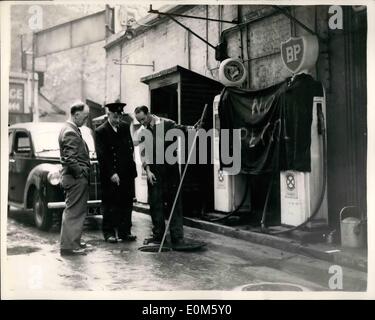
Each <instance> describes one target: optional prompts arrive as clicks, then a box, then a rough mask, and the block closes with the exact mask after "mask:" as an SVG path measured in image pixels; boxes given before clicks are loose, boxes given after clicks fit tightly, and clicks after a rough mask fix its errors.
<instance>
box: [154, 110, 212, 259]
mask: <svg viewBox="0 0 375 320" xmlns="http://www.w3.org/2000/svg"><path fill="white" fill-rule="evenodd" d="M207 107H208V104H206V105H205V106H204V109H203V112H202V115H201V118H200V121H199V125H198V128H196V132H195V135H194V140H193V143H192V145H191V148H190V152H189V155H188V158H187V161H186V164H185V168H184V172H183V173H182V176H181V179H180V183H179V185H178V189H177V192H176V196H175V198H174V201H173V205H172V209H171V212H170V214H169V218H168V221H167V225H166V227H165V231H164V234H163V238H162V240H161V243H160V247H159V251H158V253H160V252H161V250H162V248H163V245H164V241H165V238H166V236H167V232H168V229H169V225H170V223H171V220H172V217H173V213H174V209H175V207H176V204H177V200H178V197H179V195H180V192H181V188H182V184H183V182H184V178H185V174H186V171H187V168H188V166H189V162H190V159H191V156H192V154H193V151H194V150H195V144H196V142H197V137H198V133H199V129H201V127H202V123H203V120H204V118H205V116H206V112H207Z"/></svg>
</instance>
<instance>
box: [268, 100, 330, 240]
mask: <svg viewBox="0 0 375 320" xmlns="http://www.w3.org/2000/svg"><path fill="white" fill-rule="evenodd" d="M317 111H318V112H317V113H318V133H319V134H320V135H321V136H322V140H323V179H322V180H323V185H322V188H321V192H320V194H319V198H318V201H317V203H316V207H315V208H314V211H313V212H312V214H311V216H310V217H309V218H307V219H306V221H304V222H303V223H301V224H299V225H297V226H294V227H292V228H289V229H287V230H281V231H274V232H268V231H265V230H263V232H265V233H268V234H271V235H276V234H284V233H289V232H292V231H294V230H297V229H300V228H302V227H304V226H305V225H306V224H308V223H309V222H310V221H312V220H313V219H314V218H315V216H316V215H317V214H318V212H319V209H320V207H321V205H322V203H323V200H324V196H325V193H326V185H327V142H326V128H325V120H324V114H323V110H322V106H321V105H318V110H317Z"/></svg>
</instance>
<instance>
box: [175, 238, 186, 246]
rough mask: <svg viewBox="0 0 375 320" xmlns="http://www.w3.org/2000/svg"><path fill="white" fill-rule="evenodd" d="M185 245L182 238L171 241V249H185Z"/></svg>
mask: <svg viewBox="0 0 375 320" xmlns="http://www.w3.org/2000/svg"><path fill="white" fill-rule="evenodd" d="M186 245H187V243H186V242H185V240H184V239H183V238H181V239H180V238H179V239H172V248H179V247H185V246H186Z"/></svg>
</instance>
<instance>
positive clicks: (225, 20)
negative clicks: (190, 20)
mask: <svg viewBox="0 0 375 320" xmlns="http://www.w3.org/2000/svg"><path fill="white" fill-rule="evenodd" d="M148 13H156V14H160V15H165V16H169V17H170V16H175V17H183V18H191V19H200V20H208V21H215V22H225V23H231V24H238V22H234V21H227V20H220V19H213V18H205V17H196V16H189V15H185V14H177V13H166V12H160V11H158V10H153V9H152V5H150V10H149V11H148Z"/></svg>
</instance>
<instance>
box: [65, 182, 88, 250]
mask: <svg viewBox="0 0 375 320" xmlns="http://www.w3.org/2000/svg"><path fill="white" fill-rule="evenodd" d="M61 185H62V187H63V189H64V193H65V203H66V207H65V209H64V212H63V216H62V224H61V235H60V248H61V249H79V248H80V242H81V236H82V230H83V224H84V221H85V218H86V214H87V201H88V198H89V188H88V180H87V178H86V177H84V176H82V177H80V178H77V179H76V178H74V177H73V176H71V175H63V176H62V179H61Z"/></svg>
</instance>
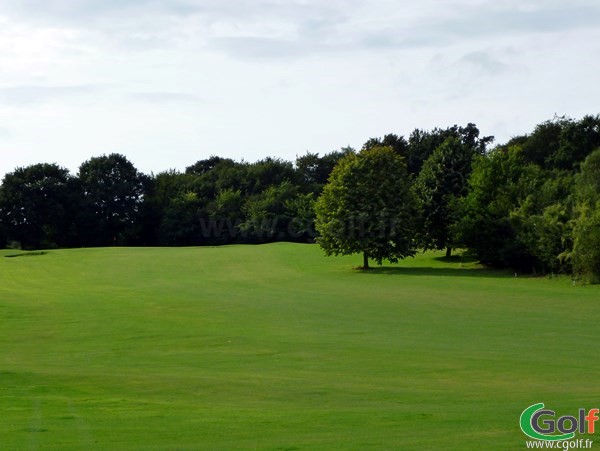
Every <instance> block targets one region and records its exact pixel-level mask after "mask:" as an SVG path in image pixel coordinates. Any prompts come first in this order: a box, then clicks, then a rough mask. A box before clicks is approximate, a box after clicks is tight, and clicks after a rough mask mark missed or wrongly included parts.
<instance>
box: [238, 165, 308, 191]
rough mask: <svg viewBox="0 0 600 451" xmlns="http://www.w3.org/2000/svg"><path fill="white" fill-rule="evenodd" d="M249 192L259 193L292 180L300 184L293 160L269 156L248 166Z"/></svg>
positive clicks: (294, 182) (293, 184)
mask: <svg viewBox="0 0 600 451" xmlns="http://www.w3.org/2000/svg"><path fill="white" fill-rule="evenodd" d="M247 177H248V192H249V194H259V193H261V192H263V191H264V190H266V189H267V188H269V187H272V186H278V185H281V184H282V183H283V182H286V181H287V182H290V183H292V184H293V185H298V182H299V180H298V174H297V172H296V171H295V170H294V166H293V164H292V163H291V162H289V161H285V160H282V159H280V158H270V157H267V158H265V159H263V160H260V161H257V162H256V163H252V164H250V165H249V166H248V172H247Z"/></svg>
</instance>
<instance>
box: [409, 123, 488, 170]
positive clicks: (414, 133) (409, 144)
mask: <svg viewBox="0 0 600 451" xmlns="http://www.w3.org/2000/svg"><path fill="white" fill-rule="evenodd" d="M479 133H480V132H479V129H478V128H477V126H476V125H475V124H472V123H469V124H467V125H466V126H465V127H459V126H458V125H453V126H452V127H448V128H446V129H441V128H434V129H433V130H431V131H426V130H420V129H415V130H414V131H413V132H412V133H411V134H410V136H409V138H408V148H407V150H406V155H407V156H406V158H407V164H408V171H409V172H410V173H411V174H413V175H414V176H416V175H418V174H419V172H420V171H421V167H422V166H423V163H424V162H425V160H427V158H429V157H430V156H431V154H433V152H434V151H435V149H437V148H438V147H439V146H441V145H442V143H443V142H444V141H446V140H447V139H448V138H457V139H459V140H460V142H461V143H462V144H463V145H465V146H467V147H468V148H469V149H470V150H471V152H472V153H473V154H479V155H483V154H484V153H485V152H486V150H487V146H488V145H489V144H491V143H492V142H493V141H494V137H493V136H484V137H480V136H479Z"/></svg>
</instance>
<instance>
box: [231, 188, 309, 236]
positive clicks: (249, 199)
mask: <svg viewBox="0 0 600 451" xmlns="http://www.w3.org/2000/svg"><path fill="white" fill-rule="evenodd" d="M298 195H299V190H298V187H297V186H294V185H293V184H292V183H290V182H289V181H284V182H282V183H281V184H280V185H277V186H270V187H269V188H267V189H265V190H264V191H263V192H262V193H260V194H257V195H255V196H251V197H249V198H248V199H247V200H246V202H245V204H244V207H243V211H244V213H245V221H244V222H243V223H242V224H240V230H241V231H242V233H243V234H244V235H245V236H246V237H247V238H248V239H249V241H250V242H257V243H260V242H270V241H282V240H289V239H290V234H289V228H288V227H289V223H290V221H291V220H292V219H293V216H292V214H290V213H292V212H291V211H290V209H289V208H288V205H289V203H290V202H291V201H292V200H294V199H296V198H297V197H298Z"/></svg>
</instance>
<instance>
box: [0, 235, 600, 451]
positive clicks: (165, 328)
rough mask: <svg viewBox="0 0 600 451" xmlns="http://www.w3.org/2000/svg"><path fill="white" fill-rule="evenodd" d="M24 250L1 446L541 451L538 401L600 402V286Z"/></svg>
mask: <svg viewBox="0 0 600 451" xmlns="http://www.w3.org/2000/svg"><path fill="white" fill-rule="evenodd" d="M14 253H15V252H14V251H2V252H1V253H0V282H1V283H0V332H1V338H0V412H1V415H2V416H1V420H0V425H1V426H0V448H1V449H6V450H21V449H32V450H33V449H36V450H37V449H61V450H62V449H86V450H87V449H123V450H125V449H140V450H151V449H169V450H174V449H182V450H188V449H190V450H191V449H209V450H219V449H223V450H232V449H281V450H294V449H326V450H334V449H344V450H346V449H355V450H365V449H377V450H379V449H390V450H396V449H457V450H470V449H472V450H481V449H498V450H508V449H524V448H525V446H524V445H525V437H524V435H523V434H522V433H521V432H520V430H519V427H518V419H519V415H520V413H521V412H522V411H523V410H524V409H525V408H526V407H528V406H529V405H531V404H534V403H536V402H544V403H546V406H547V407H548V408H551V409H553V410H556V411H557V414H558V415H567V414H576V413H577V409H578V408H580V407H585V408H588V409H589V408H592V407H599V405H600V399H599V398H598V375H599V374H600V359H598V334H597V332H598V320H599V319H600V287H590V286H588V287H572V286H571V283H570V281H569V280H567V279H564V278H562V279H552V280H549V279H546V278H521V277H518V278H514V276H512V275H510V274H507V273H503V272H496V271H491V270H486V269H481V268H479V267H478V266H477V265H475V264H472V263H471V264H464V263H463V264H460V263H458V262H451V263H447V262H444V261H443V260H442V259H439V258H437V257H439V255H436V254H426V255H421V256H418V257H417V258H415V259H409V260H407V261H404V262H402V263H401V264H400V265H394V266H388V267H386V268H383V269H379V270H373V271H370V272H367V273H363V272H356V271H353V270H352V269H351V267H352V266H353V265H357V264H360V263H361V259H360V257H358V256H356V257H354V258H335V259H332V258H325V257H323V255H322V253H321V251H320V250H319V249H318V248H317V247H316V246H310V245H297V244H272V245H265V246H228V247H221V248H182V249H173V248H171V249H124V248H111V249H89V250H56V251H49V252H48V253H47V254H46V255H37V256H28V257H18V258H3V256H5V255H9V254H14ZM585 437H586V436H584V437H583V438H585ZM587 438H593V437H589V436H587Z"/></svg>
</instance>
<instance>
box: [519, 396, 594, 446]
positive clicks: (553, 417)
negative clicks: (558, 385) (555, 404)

_Assigned task_
Reproduce word for word the material above, starting with the line that has "box: [238, 165, 308, 191]" and stopping after the line that has "box: [409, 123, 488, 170]".

_Solution below_
box: [238, 165, 308, 191]
rough mask: <svg viewBox="0 0 600 451" xmlns="http://www.w3.org/2000/svg"><path fill="white" fill-rule="evenodd" d="M249 192L259 193L292 180L300 184L293 160L269 156L248 166Z"/></svg>
positive clicks: (294, 182) (293, 184)
mask: <svg viewBox="0 0 600 451" xmlns="http://www.w3.org/2000/svg"><path fill="white" fill-rule="evenodd" d="M247 177H248V192H249V194H259V193H261V192H263V191H264V190H266V189H267V188H269V187H272V186H278V185H281V184H282V183H283V182H286V181H287V182H290V183H292V184H293V185H298V182H299V180H298V174H297V172H296V171H295V170H294V166H293V164H292V163H291V162H289V161H285V160H282V159H280V158H270V157H267V158H265V159H263V160H260V161H257V162H256V163H252V164H250V165H249V166H248V172H247Z"/></svg>
</instance>
<instance>
box: [409, 123, 488, 170]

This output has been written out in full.